ASSIGNED TASK – Give the records again in full, exactly as they appear, but without the pictures.

Referring expression data:

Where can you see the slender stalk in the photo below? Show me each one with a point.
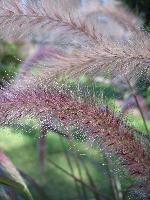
(138, 105)
(71, 168)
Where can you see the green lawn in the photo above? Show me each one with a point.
(20, 144)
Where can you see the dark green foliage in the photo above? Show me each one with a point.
(9, 60)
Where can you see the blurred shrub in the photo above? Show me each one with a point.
(9, 60)
(142, 84)
(142, 7)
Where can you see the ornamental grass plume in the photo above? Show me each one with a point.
(98, 122)
(35, 95)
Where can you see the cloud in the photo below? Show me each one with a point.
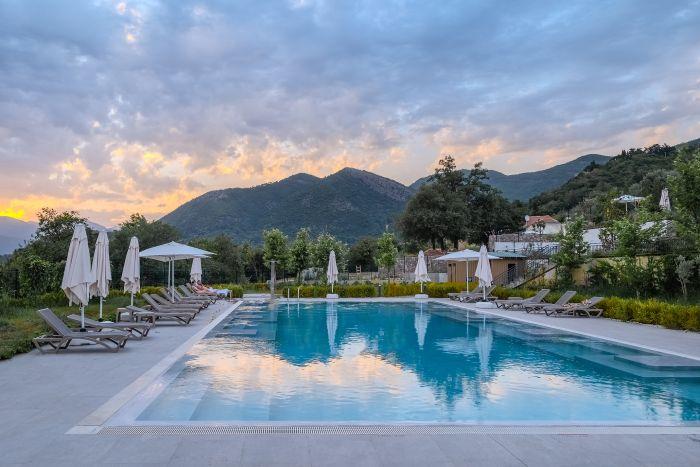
(115, 106)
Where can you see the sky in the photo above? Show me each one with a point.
(115, 107)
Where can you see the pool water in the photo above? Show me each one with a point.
(411, 362)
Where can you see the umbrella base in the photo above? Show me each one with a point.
(485, 305)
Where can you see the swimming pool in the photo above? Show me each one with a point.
(380, 362)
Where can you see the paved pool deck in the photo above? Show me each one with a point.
(42, 397)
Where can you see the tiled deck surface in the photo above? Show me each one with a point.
(43, 396)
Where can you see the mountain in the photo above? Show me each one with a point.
(13, 233)
(639, 172)
(524, 186)
(349, 204)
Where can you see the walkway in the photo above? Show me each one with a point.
(43, 396)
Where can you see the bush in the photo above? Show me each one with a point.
(670, 315)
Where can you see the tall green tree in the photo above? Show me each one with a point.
(300, 252)
(573, 250)
(363, 254)
(387, 251)
(685, 194)
(275, 247)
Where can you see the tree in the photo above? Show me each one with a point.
(150, 234)
(228, 262)
(363, 253)
(300, 252)
(573, 250)
(275, 248)
(387, 252)
(685, 194)
(456, 207)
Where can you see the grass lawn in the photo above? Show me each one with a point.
(19, 325)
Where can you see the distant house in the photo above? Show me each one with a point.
(546, 225)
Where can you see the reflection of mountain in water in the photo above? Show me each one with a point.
(459, 356)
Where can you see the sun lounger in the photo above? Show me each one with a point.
(519, 302)
(546, 307)
(161, 304)
(179, 298)
(137, 330)
(63, 335)
(585, 308)
(151, 316)
(189, 293)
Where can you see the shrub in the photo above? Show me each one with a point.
(670, 315)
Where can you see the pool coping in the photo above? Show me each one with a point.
(94, 422)
(97, 421)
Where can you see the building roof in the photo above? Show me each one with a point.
(507, 254)
(464, 255)
(532, 220)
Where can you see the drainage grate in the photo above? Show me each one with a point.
(386, 430)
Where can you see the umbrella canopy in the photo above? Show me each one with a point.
(131, 274)
(483, 269)
(174, 251)
(77, 275)
(196, 271)
(421, 271)
(101, 268)
(665, 201)
(332, 271)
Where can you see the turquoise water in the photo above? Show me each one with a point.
(394, 362)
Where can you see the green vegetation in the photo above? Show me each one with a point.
(526, 185)
(350, 204)
(456, 207)
(573, 251)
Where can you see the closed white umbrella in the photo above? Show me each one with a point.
(101, 268)
(483, 270)
(131, 274)
(332, 271)
(196, 271)
(421, 271)
(665, 201)
(77, 275)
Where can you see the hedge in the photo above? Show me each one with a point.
(670, 315)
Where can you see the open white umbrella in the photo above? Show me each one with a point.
(332, 271)
(665, 201)
(196, 270)
(131, 274)
(483, 270)
(101, 269)
(77, 275)
(421, 271)
(171, 252)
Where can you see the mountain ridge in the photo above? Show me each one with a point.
(349, 203)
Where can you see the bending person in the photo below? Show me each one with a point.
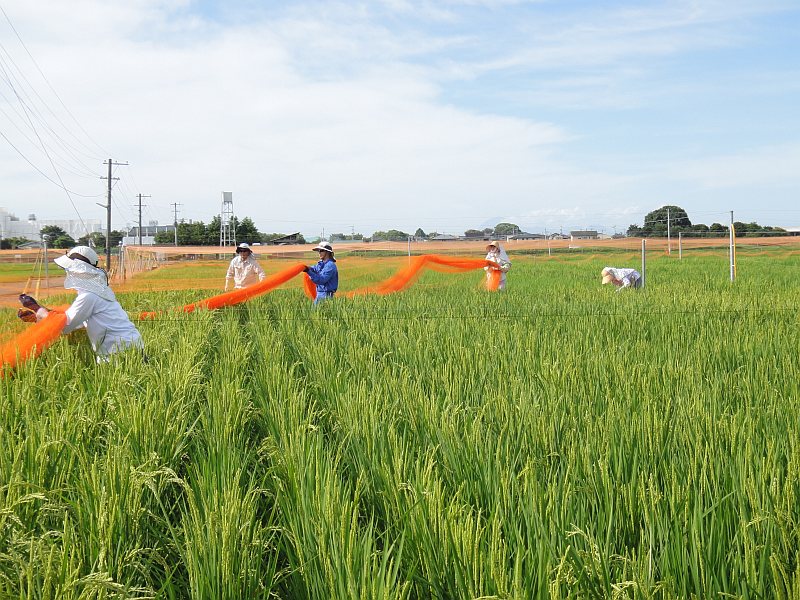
(244, 269)
(621, 278)
(324, 274)
(497, 255)
(96, 307)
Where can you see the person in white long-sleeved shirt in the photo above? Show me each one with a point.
(496, 254)
(622, 278)
(96, 307)
(244, 269)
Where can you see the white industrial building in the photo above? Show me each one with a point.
(13, 226)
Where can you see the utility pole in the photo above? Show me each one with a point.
(669, 239)
(732, 250)
(110, 163)
(175, 206)
(140, 216)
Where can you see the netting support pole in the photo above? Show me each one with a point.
(644, 262)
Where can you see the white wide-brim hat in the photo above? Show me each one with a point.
(65, 262)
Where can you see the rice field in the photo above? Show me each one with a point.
(557, 440)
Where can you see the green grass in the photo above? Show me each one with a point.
(559, 440)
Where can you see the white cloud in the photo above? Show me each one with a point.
(333, 116)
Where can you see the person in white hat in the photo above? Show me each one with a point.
(244, 269)
(622, 278)
(96, 307)
(324, 273)
(496, 254)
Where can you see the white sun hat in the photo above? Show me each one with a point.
(66, 262)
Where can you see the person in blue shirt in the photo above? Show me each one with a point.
(324, 273)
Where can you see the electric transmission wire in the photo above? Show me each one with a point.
(55, 93)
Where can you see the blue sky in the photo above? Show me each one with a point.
(332, 116)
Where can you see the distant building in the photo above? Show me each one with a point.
(13, 226)
(148, 234)
(526, 236)
(292, 238)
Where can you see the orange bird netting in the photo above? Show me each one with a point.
(33, 340)
(407, 275)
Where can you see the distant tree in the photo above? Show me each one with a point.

THE ANSWER –
Where can you see the slender stalk in the photo below? Show me each one with a point.
(138, 105)
(71, 168)
Where can you see the green lawn in the photo above? Show me each one with a point.
(20, 144)
Where can you see the dark green foliage in the photo above? Show me each one with a point.
(9, 60)
Where can you see the blurred shrub in the photo above? Show me each one with a point.
(9, 60)
(142, 84)
(142, 7)
Where can you see the ornamental grass plume in the photo above? Show me each one with a point.
(98, 122)
(35, 95)
Where can you see the cloud in the photo below? Show me each one with a point.
(115, 106)
Where can you see the sky in the photo above? Show me each one with a point.
(115, 107)
Where can you see the pool water in the photo above? Show me each one with a point.
(411, 362)
Where can you see the umbrella base in the photo above? Show me each one with a point.
(485, 305)
Where can you see the swimming pool in the photo above? Show me each one with a point.
(380, 362)
Where can you see the paved pool deck in the photo above? Show me each one with a point.
(42, 397)
Where can you see the tiled deck surface in the photo above? Show me each one with a point.
(43, 396)
Where can you see the mountain in the photo above? Show me each one with a point.
(13, 233)
(639, 172)
(524, 186)
(349, 204)
Where can you see the walkway in the photo above? Show me each one with a point.
(43, 396)
Where can you see the bush in the photo above? Show me each one with a point.
(670, 315)
Where can you see the tall green tree in the photo above? Show me each one with a point.
(300, 252)
(573, 250)
(363, 254)
(387, 251)
(685, 194)
(275, 247)
Where can you see the tree in the photo above? Show me each one with a point.
(150, 234)
(228, 262)
(363, 253)
(300, 252)
(573, 250)
(275, 248)
(387, 252)
(685, 194)
(456, 207)
Where can you see the grass lawn in the photo above? Show me each one with a point.
(19, 325)
Where can you see the distant house in the photo above? Show me each one with a point.
(546, 225)
Where can you see the reflection of mountain in water in the photo above? Show me each one with a point.
(459, 356)
Where can you see the sun lounger in the photo above? Show me each one with a point.
(519, 302)
(546, 307)
(161, 304)
(179, 298)
(137, 330)
(63, 335)
(585, 308)
(151, 316)
(189, 293)
Where can you see the shrub in the photo above? Show me each one with a point.
(670, 315)
Where can you see the pool coping in the photo above? Show me each one with a point.
(94, 422)
(97, 421)
Where can you see the building roof in the photo above? Show me each one with a point.
(507, 254)
(464, 255)
(532, 220)
Where can you see the drainage grate in the photo above? Show me each one with a point.
(386, 430)
Where can you see the umbrella canopy in the photo above? Show me each one with a point.
(131, 274)
(483, 269)
(174, 251)
(77, 275)
(196, 271)
(421, 271)
(101, 268)
(665, 201)
(332, 271)
Where can you see the turquoise water in the photo above? Show me each one with a point.
(394, 362)
Where can you see the green vegetation in the photo above? Show me each one with a point.
(526, 185)
(350, 204)
(456, 207)
(573, 251)
Where can you see the closed white umbrella in the photo above? Show me each one with a point.
(101, 268)
(483, 270)
(131, 274)
(332, 271)
(196, 271)
(421, 271)
(665, 201)
(77, 275)
Where can you see the hedge in the photo above? Show me each one with a point.
(670, 315)
Where can you see the open white umbrella in the photo above? Show me each one with a point.
(332, 271)
(665, 201)
(196, 270)
(131, 274)
(483, 270)
(101, 269)
(77, 275)
(421, 271)
(171, 252)
Where can you see the mountain ridge in the photo above? Show me each one with a point.
(349, 203)
Where can you see the bending person in the photo below? Show me each one with a point.
(244, 269)
(621, 278)
(324, 274)
(497, 255)
(96, 307)
Where can you see the person in white long-sleeved shirt in the photo above? Show me each one with a point.
(496, 254)
(622, 278)
(96, 307)
(244, 269)
Where can you see the white industrial building in the photo above? Show me each one with a point.
(13, 226)
Where can you see the utility pole in the photo above? Show me each one with a point.
(669, 239)
(732, 250)
(110, 163)
(175, 206)
(140, 216)
Where can you see the netting support pole in the photo above? Show me each one with a point.
(644, 262)
Where can you see the white wide-brim hat in the photo above? Show me each one with a point.
(65, 262)
Where can you see the rice field in the photo above? Show me each one with a point.
(557, 440)
Where can you see the green grass in the photo above? Show me each one with a point.
(559, 440)
Where can you see the white cloud in the photo above? Show me each one with a point.
(333, 116)
Where can you see the person in white hat in the photo above? Show me each one with a point.
(244, 269)
(622, 278)
(96, 307)
(324, 273)
(496, 254)
Where can you see the white sun hat in the photo above? Show me each one with a point.
(66, 262)
Where can you see the person in blue shirt in the photo above? Show me each one with a point.
(324, 273)
Where can you see the electric transmission wire in the photo above? Show me each one with a point.
(55, 93)
Where can you see the blue sky in the photo above? Show me each one with a point.
(332, 116)
Where can you see the distant building in the photo above? Show me each one with a point.
(13, 226)
(148, 234)
(526, 236)
(292, 238)
Where can you see the orange bird netting in the photo above? Show me each one with a point.
(33, 340)
(407, 275)
Where can you see the distant tree in the photo above? Show me each one with a point.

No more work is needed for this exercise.